Copy out all the data below in full, changing only the coordinates in the answers: offset each one by adding 40 to both numbers of every pair.

Location identification entries:
------------------------------------------------

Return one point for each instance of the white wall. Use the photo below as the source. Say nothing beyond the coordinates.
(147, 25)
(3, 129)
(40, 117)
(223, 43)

------------------------------------------------

▶ RESPONSE TO THE EXERCISE
Return one point for each instance of the white wall. Use the photo below as the source. Say nothing beyond the coordinates.
(187, 65)
(43, 169)
(80, 157)
(263, 83)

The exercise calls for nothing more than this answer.